Exercise:
Extract all of the data and reproduce it precisely.

Excerpt from a dataset:
━━━━━━━━

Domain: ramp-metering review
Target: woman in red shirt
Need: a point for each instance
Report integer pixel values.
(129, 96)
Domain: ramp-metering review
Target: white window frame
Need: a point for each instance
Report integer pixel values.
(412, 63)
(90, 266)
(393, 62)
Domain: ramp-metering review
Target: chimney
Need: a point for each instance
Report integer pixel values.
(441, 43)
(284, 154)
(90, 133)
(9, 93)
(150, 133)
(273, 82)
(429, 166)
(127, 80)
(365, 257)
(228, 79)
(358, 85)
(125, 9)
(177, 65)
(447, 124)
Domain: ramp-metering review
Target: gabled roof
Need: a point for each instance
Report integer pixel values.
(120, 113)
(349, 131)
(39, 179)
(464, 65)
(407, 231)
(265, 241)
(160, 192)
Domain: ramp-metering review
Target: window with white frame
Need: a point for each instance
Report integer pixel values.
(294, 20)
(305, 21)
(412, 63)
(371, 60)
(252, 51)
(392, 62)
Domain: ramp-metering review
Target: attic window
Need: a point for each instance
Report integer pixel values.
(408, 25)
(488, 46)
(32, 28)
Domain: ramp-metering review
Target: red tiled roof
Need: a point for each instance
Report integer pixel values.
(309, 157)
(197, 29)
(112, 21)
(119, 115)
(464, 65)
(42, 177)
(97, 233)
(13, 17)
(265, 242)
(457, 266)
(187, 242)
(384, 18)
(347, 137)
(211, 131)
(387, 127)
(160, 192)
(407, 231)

━━━━━━━━

Exercise output:
Domain: ramp-metering review
Target: woman in red shirt
Need: a point for each instance
Report integer pixel values.
(129, 96)
Domain: ramp-metering review
Target: white window frame
Need: a point for each instance
Report integer pixel values.
(412, 63)
(90, 266)
(393, 62)
Domain: ramp-metering review
Target: chimney
Need: a point for each instance
Report integer pixel values.
(441, 43)
(284, 154)
(90, 133)
(9, 93)
(150, 133)
(273, 82)
(429, 166)
(127, 80)
(365, 257)
(228, 79)
(358, 85)
(125, 9)
(177, 65)
(447, 124)
Domain: ramp-metering review
Target: gabled roof
Need: a point for each instance
Report integer pixel values.
(120, 113)
(349, 131)
(39, 179)
(464, 65)
(407, 231)
(265, 241)
(160, 192)
Domain: ramp-metering review
Target: window with white frame
Need: a point for each instance
Report integer pixel values.
(294, 20)
(305, 21)
(412, 63)
(371, 60)
(252, 51)
(392, 62)
Domain: ramp-metering review
Target: attic window
Need: a point for each instance
Report integer pixel values.
(408, 25)
(488, 46)
(32, 28)
Domain: ramp-metering review
Target: red tiled roof
Need: a point for each instance
Report integer pixel values.
(309, 157)
(197, 29)
(112, 21)
(119, 115)
(464, 65)
(42, 177)
(97, 233)
(13, 17)
(265, 242)
(457, 266)
(187, 242)
(384, 18)
(347, 137)
(211, 131)
(387, 127)
(160, 192)
(407, 231)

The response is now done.